Coordinate annotation records
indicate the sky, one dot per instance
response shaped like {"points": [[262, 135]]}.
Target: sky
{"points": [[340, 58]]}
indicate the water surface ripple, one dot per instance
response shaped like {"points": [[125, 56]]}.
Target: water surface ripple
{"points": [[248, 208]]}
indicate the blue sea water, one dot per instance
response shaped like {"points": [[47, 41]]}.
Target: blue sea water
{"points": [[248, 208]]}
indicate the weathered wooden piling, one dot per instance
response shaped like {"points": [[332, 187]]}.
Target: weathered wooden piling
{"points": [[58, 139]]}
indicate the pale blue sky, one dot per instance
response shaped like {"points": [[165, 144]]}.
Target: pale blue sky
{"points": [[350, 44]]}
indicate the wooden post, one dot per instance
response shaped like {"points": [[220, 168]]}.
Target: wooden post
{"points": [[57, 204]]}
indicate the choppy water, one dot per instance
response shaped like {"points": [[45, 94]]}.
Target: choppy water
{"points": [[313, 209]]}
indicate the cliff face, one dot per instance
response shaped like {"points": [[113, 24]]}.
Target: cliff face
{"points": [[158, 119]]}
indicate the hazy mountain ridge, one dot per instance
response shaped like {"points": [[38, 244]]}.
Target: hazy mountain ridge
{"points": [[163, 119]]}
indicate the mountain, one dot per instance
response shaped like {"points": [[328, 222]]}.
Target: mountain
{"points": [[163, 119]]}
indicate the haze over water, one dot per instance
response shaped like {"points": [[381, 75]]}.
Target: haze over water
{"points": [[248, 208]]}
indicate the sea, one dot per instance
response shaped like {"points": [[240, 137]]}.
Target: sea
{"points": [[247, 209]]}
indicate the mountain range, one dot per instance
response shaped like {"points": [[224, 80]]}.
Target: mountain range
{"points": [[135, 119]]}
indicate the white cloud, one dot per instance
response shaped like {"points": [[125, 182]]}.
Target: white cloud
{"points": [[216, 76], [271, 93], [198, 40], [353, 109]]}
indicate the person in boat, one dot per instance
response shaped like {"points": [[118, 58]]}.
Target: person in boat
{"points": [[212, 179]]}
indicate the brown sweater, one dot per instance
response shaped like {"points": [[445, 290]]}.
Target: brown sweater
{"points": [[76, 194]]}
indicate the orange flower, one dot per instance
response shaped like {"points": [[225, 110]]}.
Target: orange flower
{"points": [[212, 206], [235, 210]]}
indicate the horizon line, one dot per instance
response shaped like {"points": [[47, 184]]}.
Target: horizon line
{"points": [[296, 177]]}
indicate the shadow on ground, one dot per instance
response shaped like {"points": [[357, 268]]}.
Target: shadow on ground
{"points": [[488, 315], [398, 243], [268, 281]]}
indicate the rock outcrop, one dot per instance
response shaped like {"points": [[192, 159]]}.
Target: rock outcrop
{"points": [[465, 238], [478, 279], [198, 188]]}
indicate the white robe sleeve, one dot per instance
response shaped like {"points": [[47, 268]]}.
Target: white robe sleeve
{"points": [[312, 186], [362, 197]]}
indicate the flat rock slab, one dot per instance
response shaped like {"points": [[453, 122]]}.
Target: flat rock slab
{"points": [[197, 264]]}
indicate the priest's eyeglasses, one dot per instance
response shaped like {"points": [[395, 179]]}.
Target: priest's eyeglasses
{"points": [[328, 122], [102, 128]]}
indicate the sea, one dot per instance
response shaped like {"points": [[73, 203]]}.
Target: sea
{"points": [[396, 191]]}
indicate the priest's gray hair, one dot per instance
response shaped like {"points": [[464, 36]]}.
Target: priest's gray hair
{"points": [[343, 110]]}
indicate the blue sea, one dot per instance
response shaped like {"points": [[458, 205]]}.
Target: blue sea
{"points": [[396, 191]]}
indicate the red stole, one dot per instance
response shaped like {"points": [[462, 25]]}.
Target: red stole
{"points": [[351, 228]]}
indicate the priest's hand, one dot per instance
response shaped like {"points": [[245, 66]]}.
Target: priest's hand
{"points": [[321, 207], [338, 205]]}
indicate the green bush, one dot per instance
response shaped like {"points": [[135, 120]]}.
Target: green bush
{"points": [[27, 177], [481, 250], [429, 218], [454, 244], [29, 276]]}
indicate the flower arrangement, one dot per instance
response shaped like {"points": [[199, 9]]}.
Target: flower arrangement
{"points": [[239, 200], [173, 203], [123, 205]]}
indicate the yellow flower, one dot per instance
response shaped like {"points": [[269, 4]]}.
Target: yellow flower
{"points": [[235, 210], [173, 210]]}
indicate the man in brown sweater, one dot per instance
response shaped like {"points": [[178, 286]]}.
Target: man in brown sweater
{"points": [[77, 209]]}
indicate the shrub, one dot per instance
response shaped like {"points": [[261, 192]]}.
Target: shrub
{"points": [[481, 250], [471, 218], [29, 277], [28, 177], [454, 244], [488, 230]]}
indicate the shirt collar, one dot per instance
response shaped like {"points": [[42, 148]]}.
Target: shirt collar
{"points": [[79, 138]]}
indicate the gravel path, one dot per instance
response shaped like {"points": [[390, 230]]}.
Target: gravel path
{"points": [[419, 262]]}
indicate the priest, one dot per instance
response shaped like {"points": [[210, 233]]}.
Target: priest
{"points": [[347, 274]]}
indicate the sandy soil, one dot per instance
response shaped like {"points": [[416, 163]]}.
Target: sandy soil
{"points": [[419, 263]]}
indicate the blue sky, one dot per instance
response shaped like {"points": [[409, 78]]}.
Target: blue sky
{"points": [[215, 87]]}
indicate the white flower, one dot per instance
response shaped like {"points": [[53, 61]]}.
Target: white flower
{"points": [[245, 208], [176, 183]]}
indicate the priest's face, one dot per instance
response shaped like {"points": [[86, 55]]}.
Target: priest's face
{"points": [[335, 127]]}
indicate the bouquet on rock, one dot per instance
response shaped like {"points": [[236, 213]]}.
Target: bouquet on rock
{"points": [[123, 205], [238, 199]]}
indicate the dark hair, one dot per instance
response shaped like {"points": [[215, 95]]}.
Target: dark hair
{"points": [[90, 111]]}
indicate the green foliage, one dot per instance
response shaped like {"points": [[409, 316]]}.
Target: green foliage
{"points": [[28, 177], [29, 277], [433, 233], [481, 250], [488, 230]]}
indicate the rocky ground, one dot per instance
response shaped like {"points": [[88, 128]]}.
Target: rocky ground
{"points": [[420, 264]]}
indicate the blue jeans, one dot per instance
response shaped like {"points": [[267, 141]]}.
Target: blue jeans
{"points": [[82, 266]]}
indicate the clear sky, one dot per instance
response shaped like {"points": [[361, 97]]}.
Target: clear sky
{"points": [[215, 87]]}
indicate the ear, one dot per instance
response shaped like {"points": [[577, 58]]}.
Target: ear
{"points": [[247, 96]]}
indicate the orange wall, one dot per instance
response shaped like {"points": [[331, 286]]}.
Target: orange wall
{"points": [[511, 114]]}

Do this: Could you render the material from the line containing "indicate the orange wall, one" up to and including its last line as a JSON list of strings, one string per line, with blank lines left out?

Finished exercise:
[
  "indicate the orange wall, one dot per instance",
  "response shaped like {\"points\": [[331, 286]]}.",
  "Target: orange wall",
  "{\"points\": [[511, 114]]}"
]